# WORK INSTRUCTION:
Would it be possible to copy exactly the lines from the one containing "Target: twig" to the end of the entries, including both and nothing else?

# SUPPLIED ENTRIES:
****************************************
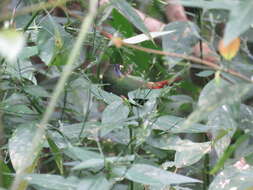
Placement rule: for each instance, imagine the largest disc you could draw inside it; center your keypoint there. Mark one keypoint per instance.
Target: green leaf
(150, 175)
(83, 154)
(57, 154)
(99, 162)
(94, 183)
(172, 124)
(11, 44)
(20, 145)
(181, 41)
(215, 95)
(206, 4)
(28, 51)
(36, 91)
(187, 152)
(240, 20)
(237, 176)
(103, 95)
(87, 129)
(5, 174)
(123, 7)
(223, 127)
(115, 112)
(52, 182)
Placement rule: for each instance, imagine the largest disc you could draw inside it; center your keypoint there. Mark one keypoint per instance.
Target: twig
(190, 58)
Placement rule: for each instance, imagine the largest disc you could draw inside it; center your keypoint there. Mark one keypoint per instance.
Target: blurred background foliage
(194, 134)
****************************************
# REPLY:
Target: twig
(190, 58)
Placement rule: for each instance, imagine the largest disc you could draw inside it; center your keypoint there. Mark one keypoint per instance.
Target: blurred background foliage
(194, 134)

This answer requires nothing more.